• Data shown:
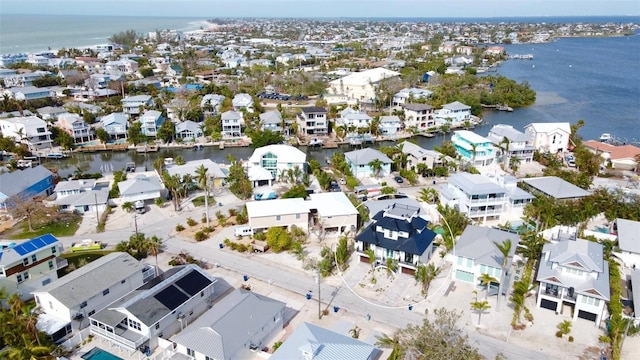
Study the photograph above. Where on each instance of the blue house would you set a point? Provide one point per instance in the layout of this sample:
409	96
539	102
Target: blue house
24	184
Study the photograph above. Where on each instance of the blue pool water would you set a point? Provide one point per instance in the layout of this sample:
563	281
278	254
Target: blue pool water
99	354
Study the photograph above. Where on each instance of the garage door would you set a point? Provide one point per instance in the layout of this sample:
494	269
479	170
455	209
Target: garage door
548	304
587	315
464	276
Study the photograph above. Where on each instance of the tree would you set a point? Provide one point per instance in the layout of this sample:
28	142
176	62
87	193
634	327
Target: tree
203	180
505	250
480	307
440	338
29	209
376	166
486	280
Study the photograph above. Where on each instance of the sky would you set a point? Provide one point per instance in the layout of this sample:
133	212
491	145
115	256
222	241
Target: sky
325	8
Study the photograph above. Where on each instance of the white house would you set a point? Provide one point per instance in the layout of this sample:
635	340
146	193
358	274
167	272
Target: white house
232	123
155	310
234	328
30	265
361	86
573	272
476	254
278	158
399	232
473	148
29	130
359	161
88	289
549	137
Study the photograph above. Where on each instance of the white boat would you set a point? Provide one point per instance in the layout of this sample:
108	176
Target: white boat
605	137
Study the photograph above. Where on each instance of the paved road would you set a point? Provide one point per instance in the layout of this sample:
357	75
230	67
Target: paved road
295	280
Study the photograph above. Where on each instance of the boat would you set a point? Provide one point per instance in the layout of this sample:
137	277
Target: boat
605	137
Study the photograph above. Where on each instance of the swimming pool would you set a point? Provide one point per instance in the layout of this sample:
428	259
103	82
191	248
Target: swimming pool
99	354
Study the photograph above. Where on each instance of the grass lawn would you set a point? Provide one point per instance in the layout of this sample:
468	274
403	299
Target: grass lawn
60	225
199	201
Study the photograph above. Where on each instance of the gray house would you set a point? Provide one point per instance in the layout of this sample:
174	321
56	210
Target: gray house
241	322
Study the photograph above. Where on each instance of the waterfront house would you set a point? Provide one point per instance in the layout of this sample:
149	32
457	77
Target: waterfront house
335	212
408	95
216	175
417	155
28	93
619	157
573	273
242	101
361	87
418	116
628	233
116	125
142	187
455	112
29	130
150	122
555	187
549	137
390	125
234	328
511	141
76	127
30	265
312	120
132	104
188	130
278	159
476	253
25	184
310	341
285	213
355	119
473	148
157	309
232	124
359	160
398	232
71	299
272	120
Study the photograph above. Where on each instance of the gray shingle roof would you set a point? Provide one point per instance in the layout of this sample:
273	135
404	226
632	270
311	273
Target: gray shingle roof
364	156
222	331
555	187
477	243
90	280
322	344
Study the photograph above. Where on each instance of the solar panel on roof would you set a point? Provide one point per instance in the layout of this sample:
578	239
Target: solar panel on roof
171	297
193	282
35	244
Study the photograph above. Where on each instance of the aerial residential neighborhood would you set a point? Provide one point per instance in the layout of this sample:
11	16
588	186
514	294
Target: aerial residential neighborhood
245	191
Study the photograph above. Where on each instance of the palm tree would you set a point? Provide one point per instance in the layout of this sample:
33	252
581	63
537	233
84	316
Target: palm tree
391	266
203	180
376	166
480	307
154	246
505	249
486	280
372	261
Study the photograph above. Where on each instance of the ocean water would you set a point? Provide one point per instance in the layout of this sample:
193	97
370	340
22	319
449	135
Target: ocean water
34	33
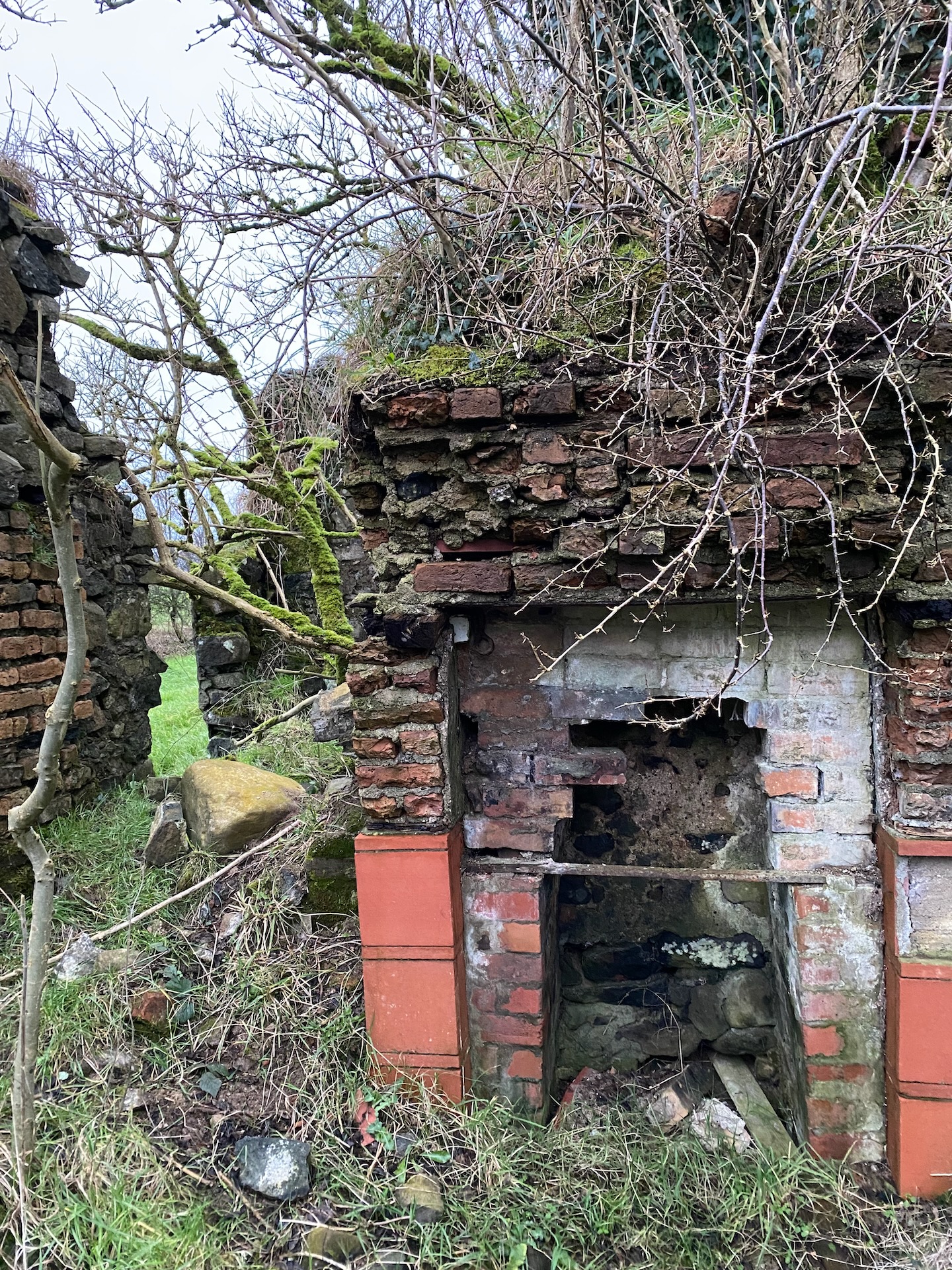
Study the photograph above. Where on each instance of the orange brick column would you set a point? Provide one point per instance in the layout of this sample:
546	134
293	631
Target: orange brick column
918	1033
412	931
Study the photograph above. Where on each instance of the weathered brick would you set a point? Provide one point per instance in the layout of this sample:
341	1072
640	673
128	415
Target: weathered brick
391	716
419	409
822	1040
597	480
423	741
44	619
825	1007
476	404
514	968
19	646
551	800
365	680
545	487
509	1031
791	781
793	492
424	806
423	681
521	937
557	398
545	447
37	672
376	747
522	1001
400	774
507	906
485	577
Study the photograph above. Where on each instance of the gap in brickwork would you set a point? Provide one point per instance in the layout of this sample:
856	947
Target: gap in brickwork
659	970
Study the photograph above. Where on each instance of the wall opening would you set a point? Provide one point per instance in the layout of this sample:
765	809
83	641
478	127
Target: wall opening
668	969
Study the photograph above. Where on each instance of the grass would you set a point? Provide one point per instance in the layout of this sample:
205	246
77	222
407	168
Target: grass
273	1011
179	733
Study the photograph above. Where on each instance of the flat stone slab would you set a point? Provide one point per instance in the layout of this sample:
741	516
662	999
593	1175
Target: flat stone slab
276	1167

• Exercise goal:
Rewrite all of the entries above with "image" substituted for every occurrence of "photograph", keeping all other text unchanged. Omit the pictures.

• Expected answer:
Study the image above. Where on each instance of the blue house would you set a point? Provide one point per instance in the layout of this sample:
409	96
539	102
Target: blue house
24	184
Study the image above. Where on each instance of the blue pool water would you set a point? Provide one point per instance in the layout of this sample:
563	281
278	254
Target: blue pool water
99	354
Study the image above. Where on each instance of the garage door would you set a point? Provide one point per instance in the layout of this sample:
494	269
479	170
455	209
Target: garage door
548	304
587	315
464	276
Study the image above. Where on each instance of the tree would you set a point? Provide one point per instance in the layout of this sample:
28	142
176	62
87	193
634	327
Target: tree
203	180
505	250
480	307
440	338
29	209
376	166
486	280
Study the image above. Where on each instance of the sky would you set a point? Provide one point per instance in the layout of this sample:
133	212
491	145
115	256
222	241
Target: sky
325	8
Study the image above. Where on each instance of the white house would you set a point? Provide one point per instance in the layout of this sample:
635	340
146	193
358	274
167	272
Target: white house
232	123
155	310
234	328
30	265
361	86
573	272
476	254
278	158
399	232
473	148
29	130
359	161
88	289
549	137
Study the image above. Where on each instance of the white boat would you set a point? Provide one point per instance in the layout of this sample:
108	176
Target: white boat
605	137
Study the image above. Where on each instance of the paved road would you set a point? Provide one point per instance in the layout of this sample:
357	75
230	67
Target: paved road
295	280
Study the image above. Where on each instance of the boat would you set a point? Provide one point per instance in the layout of this sample:
137	277
Target: boat
605	137
Study the image above. Where on each instance of the swimming pool would you set a point? Provide one point per instance in the layout of this sample:
428	259
103	82
191	248
Target: swimming pool
99	354
Study the image above. Where on each instance of the grass lawn would you set a point? Provide one point per instance in the layout of this sample:
468	274
403	299
Target: grass lawn
60	225
199	201
Study the image above. Where on each instance of the gray house would you set a point? Provide one point per instance in the layout of this sample:
174	321
56	210
Target: gray house
241	322
Study the image above. Where on each instance of the waterfront house would you set a point? Provide one point per instance in the layout of this sample:
149	32
457	77
Target: waterfront house
335	212
408	95
216	175
417	155
28	93
619	157
573	273
242	101
361	87
418	116
628	233
116	125
142	187
455	112
29	130
150	122
555	187
549	137
390	125
234	328
511	141
76	127
30	265
312	120
132	104
188	130
278	159
476	253
25	184
310	341
285	213
355	119
473	148
157	309
232	124
359	160
398	232
71	299
272	120
Study the image above. Where on each instance of the gray shingle roof would you set a point? Provide one point per instance in the layout of this sample:
273	135
404	226
632	270
311	273
Target: gray shingle roof
364	156
222	331
555	187
477	243
90	280
322	344
Study the image above. Where on each instance of the solar panel on roof would you set a point? Provide one point per instance in the layout of this sample:
578	239
Target: solar panel on roof
171	297
193	282
35	244
Study the image above. Where on each instance of the aerial residential neighborhood would you set a point? Provide one point per instance in the layout of this sample:
11	16
588	186
514	294
Target: aerial residential neighborhood
245	191
Study the image above. Where on each instance of the palm tree would you set a point? Provide one point per instance in the layout of this sample:
33	252
581	63
537	233
84	316
Target: palm tree
391	266
203	180
376	166
480	307
154	246
505	249
486	280
372	261
Study the image above. Where on each instance of the ocean water would you set a point? Provide one point per instance in the layout of this sample:
193	97
370	340
22	319
449	135
Target: ocean water
34	33
Study the image above. Where on each instance of the orange brick column would you set a point? Provide one point per instance in the layout of this sample:
546	134
293	631
Target: orange brick column
918	1033
412	931
Study the image above. Where on each instance of the weathered brick would you set a point? Provide one point per instance in the layout of this sample:
341	1072
640	673
128	415
Target: weathered brick
391	716
419	409
822	1040
597	480
423	741
44	619
825	1007
476	404
514	968
19	646
551	800
365	680
545	487
509	1031
791	781
793	492
424	806
423	681
521	937
557	398
545	447
37	672
376	747
522	1001
400	774
507	906
485	577
Study the image above. Where on each instance of the gap in brickwork would you set a point? Provide one point per instance in the layout of this sample:
856	947
Target: gap in brickwork
659	970
Study the image above. Where on each instance of the wall opening would you set a point? Provide one point per instance in the layout of this sample:
765	809
83	641
478	127
Target: wall opening
668	969
Study the image above. Where on each instance of the grass would you set a point? Provide one point per instance in the layout of this sample:
205	246
77	222
407	168
Target: grass
273	1011
179	733
Study the image above. Where on each instance of the flat stone slab would you set a point? Provide one point per instance in the layout of this sample:
741	516
662	999
593	1175
Target: flat stone slab
276	1167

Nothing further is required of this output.